Begin at the line that contains "[tag] one dot per instance, sample [632,330]." and repeat every line from there to the end of the records below, inclusive, without adding any other line.
___ Dataset records
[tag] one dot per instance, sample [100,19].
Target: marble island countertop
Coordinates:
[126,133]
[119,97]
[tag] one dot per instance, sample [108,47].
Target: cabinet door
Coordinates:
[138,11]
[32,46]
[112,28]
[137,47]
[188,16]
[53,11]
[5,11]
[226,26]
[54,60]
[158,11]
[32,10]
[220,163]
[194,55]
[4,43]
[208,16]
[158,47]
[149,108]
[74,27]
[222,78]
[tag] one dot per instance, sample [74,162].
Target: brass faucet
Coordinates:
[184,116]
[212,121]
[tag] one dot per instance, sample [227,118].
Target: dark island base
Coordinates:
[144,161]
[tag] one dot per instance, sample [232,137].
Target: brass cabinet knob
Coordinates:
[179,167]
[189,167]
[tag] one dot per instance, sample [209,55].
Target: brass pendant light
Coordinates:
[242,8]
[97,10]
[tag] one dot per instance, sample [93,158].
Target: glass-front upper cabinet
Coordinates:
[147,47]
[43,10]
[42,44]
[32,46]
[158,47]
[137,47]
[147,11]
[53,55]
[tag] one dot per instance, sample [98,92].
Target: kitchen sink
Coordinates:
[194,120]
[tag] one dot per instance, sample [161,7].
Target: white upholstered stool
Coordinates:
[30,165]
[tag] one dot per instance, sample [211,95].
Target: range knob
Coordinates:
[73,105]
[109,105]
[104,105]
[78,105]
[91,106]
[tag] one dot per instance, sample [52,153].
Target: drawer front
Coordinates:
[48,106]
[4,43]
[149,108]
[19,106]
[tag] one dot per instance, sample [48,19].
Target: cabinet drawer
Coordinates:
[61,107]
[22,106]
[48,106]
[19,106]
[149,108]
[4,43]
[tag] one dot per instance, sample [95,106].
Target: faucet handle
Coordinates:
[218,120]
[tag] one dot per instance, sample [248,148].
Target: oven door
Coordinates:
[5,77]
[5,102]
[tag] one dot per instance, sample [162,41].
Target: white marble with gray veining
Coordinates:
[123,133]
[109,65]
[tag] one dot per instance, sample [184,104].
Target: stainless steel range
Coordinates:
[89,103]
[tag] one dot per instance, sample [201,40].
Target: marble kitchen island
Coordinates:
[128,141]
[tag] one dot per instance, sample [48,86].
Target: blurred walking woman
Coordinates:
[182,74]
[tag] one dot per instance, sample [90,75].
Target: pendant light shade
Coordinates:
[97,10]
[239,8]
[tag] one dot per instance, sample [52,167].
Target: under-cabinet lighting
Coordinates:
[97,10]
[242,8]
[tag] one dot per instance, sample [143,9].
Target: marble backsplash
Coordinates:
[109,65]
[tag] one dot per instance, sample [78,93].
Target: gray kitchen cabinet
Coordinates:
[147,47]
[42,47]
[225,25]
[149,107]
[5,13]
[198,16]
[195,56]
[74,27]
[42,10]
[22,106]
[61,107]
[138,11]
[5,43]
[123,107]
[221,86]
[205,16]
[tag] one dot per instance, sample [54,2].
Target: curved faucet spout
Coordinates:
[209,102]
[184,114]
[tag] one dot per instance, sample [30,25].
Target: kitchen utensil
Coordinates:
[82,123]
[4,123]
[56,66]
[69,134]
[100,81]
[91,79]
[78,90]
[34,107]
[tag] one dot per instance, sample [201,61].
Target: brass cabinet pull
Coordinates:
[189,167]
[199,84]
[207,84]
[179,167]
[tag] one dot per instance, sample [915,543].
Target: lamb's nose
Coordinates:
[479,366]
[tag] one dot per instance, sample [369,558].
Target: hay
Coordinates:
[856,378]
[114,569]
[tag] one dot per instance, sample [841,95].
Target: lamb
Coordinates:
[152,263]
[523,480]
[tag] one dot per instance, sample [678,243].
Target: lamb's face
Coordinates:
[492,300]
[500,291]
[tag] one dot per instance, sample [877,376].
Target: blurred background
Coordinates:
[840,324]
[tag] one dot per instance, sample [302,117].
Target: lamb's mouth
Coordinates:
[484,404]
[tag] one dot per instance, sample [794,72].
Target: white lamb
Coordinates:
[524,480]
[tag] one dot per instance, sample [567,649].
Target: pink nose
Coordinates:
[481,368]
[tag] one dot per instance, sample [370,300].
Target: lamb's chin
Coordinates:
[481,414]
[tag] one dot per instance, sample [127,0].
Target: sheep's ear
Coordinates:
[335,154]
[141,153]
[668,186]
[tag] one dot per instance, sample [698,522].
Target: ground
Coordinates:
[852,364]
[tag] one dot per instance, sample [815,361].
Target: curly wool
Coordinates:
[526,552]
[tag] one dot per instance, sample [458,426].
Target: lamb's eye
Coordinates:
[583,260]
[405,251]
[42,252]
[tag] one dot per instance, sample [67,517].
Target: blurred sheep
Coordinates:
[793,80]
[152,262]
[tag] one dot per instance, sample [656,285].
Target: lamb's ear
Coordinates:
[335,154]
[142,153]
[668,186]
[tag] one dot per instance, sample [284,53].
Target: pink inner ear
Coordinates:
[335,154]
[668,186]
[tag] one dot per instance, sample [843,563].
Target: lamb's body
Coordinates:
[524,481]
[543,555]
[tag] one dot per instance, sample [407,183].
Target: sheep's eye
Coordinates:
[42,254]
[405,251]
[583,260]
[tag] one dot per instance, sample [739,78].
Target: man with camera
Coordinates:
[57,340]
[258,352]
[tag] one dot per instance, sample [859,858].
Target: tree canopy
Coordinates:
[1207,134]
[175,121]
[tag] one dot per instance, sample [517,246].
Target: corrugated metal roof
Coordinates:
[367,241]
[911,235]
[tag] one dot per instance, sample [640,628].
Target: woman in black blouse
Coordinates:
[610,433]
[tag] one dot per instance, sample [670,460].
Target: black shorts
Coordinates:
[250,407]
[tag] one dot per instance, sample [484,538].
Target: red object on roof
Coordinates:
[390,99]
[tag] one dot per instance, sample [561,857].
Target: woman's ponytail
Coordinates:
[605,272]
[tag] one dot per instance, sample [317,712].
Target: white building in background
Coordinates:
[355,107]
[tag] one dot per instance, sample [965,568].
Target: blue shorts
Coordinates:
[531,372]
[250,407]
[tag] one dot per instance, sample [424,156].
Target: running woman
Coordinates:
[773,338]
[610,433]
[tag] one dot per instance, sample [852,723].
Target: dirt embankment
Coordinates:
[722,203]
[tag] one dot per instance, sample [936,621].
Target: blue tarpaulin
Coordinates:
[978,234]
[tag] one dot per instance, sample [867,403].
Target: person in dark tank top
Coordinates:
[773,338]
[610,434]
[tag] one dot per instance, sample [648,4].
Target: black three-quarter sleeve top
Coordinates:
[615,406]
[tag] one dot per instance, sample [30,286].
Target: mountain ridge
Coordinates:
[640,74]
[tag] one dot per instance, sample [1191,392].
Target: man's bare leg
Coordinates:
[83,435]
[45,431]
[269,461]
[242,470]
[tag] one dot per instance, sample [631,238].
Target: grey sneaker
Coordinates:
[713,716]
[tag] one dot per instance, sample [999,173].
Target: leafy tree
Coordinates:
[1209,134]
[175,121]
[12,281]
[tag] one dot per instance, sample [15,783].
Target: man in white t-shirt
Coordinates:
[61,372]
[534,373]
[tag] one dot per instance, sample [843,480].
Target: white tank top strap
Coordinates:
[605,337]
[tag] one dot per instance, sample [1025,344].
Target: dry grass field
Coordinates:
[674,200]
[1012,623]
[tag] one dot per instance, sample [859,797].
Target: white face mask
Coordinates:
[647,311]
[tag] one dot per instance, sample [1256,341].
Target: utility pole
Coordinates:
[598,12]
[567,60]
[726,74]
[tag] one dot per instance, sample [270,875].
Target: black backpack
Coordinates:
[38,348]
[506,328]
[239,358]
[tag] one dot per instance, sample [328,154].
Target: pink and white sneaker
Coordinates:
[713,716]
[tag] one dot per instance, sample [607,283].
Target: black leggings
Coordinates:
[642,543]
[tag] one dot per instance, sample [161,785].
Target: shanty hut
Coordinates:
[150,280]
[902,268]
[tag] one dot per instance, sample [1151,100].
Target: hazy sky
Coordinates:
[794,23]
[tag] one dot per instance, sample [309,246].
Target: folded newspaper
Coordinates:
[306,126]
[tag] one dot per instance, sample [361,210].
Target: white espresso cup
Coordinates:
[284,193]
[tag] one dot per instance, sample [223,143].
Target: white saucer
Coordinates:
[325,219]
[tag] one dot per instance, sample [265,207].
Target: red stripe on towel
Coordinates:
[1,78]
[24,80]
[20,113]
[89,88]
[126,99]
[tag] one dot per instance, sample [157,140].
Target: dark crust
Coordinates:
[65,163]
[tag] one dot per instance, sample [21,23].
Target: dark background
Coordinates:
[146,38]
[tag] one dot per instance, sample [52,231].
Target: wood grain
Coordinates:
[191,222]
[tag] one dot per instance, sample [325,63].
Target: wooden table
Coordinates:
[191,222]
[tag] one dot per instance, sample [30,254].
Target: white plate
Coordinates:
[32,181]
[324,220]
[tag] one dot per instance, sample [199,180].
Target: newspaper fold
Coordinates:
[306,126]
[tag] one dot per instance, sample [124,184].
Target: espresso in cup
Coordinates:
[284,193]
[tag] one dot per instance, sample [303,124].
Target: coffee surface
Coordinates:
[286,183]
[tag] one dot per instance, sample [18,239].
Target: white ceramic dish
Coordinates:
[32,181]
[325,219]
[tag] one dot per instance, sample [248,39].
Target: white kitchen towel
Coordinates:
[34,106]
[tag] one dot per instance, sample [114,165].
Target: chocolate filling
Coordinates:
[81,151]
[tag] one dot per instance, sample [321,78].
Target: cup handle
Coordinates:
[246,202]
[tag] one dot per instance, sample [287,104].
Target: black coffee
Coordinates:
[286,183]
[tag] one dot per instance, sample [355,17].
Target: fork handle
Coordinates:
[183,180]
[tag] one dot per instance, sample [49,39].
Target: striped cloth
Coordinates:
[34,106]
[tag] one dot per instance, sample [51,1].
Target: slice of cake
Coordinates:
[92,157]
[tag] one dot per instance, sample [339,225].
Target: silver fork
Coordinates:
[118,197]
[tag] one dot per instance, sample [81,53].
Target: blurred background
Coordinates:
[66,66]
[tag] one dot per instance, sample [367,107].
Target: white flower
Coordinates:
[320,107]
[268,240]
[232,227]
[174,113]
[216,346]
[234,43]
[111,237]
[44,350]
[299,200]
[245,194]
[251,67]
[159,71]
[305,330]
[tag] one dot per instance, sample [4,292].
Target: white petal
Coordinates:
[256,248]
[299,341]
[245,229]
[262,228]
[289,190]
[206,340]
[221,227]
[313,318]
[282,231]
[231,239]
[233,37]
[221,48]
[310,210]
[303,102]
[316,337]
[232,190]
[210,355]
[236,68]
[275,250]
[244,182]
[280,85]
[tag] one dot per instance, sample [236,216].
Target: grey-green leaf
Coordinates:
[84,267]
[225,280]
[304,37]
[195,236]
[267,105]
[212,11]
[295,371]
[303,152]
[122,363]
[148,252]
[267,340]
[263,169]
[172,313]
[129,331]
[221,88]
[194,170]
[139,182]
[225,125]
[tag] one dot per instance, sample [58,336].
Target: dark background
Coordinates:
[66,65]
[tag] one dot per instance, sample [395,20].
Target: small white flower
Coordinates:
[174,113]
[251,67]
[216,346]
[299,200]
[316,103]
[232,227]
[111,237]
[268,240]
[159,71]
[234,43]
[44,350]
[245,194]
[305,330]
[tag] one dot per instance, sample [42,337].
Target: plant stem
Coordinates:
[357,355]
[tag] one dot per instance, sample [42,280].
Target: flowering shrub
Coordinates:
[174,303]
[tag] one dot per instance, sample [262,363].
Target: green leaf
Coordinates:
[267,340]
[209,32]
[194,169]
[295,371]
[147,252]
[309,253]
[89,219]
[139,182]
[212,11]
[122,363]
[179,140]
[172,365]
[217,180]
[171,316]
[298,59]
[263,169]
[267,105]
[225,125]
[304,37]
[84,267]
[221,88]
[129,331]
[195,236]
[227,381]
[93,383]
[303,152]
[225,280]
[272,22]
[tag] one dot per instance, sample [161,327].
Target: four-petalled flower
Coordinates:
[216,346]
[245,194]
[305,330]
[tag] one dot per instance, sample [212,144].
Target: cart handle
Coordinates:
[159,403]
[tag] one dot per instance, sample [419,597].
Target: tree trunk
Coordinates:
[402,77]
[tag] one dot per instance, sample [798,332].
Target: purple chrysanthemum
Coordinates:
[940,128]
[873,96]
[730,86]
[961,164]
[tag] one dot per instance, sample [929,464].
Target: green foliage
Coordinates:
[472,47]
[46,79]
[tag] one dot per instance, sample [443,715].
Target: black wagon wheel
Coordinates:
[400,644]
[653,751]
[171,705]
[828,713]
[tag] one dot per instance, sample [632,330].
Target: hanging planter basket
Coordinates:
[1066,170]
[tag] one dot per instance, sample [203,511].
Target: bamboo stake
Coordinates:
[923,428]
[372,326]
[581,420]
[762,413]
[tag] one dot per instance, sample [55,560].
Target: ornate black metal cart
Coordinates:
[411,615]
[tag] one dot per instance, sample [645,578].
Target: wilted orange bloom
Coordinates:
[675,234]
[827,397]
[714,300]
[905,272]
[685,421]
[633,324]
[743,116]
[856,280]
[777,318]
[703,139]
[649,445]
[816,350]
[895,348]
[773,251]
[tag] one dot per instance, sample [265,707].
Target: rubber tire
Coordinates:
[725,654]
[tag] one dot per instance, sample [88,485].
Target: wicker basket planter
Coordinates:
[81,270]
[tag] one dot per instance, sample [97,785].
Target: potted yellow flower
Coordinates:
______
Solution below:
[tag] one dot per instance, sample [632,330].
Target: hanging planter basket
Coordinates:
[1066,170]
[tag] one dot per instance, sample [203,511].
Target: bamboo stake
Coordinates:
[923,428]
[372,326]
[581,420]
[762,413]
[tag] one dot per instance, sample [55,560].
Target: ornate black metal cart
Coordinates:
[411,615]
[tag] one dot per instance, sample [645,578].
Target: wilted orange bloom
Coordinates:
[675,234]
[827,397]
[714,300]
[905,272]
[685,421]
[633,324]
[743,116]
[856,280]
[777,318]
[703,139]
[649,445]
[816,350]
[895,348]
[773,251]
[tag] one dot per instance, sample [265,707].
Target: rubber tire
Coordinates:
[725,654]
[tag] one dot per instance, sample [88,485].
Target: wicker basket planter
Coordinates:
[81,270]
[tag] one dot per instance, sample [97,785].
Target: potted yellow flower
Coordinates:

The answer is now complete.